• _Brief_
Find every line in the data below that contains the string "milk", matching case exactly, and copy out each such line.

• _Extracted information_
________________________________________

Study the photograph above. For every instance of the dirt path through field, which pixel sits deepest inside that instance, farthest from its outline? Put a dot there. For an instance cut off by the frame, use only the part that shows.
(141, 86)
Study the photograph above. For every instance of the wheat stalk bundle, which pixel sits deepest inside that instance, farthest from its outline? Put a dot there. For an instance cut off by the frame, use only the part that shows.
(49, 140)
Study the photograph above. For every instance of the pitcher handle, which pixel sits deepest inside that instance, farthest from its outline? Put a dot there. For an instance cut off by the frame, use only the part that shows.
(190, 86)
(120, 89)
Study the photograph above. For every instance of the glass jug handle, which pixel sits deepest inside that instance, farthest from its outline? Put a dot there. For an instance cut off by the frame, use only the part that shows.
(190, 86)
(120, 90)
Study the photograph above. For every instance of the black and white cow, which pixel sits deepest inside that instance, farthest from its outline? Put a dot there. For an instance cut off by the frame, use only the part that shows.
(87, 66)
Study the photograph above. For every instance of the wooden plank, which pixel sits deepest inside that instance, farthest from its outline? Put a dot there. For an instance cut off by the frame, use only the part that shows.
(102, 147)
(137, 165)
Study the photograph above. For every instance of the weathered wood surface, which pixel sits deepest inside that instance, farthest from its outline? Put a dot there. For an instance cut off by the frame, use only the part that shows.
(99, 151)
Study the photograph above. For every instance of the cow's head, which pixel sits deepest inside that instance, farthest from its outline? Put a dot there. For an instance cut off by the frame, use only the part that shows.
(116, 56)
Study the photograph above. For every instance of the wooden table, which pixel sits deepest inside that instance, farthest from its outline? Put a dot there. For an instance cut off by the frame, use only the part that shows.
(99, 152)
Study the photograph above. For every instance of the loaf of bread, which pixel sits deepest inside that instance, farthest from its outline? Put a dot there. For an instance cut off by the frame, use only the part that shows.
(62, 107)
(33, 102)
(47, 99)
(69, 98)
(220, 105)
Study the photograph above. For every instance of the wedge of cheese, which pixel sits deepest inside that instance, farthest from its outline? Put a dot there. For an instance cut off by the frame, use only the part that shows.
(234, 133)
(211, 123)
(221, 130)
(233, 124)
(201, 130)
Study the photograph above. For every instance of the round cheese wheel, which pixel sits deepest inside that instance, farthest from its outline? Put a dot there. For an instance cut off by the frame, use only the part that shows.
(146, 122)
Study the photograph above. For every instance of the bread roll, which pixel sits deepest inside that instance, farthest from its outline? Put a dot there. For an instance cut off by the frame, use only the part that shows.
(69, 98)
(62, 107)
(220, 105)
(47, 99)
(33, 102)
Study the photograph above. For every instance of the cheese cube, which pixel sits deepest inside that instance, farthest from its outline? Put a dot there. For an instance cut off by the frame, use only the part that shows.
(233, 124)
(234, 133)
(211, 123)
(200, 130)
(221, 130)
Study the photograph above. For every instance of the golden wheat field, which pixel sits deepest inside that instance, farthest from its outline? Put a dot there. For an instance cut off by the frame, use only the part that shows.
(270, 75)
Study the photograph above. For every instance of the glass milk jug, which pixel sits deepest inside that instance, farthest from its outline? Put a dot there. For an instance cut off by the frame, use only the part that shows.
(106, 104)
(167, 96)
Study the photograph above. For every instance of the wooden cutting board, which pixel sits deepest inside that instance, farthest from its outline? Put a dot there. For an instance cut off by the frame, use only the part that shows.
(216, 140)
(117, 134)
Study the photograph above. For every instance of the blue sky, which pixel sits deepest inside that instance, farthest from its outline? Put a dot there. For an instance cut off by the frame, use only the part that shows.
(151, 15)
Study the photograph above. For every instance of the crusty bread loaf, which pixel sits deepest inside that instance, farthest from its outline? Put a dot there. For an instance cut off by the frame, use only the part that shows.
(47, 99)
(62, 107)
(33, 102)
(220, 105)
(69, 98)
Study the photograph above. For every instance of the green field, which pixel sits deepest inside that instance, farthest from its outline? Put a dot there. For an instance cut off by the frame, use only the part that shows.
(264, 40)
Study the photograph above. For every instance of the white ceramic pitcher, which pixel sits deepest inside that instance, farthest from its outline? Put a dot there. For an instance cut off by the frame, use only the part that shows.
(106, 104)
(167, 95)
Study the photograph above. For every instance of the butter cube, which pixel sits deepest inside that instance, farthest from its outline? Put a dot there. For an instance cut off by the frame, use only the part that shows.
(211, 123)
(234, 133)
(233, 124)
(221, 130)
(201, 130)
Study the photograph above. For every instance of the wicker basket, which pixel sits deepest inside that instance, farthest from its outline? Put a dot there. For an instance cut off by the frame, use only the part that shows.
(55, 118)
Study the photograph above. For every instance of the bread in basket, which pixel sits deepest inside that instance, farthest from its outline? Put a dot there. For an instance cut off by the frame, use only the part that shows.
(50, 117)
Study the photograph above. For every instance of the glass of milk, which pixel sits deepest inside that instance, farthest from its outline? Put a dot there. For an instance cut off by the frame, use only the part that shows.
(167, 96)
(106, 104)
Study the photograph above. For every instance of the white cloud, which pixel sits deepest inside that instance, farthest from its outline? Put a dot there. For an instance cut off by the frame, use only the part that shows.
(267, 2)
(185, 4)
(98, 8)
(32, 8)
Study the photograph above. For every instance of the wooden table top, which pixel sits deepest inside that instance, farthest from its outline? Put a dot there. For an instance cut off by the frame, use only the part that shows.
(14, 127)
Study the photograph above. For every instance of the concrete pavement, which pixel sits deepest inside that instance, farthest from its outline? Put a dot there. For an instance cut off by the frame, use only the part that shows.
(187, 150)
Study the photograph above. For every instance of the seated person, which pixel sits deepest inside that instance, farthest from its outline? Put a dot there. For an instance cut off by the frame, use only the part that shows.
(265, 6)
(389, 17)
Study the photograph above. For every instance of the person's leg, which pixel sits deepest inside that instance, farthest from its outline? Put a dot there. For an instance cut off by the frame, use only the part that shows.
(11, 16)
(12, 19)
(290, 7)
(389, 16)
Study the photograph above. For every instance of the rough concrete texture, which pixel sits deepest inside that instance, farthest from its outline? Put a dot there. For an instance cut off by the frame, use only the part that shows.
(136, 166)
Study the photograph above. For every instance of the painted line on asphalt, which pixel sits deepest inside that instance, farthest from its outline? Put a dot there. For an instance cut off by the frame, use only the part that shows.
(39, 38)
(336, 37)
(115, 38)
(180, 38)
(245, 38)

________________________________________

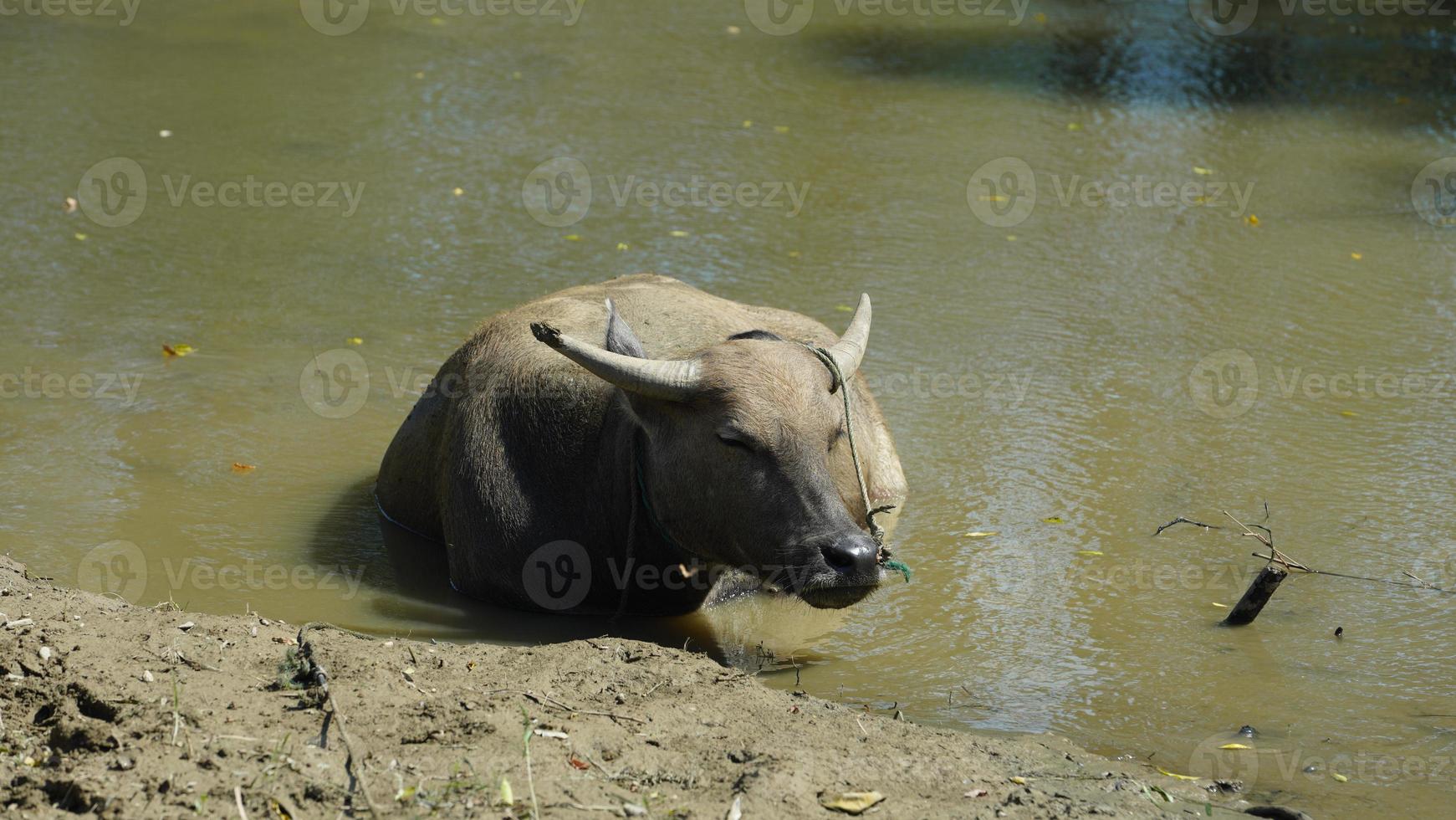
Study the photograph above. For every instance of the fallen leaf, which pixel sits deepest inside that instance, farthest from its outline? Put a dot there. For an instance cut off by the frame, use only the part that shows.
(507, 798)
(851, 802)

________________________________________

• _The result_
Study the photograph above. For every instance of the glass milk jug, which pixel sits deepest inside that instance, farthest from its outline? Put a dot there. For an instance cut off by the frame, use only the part that shows.
Study the photograph above. For every instance of the glass of milk, which pixel sits deepest inside that instance, farthest from its outline? Put a dot there. For an instance cut off by the frame, use only the part that shows.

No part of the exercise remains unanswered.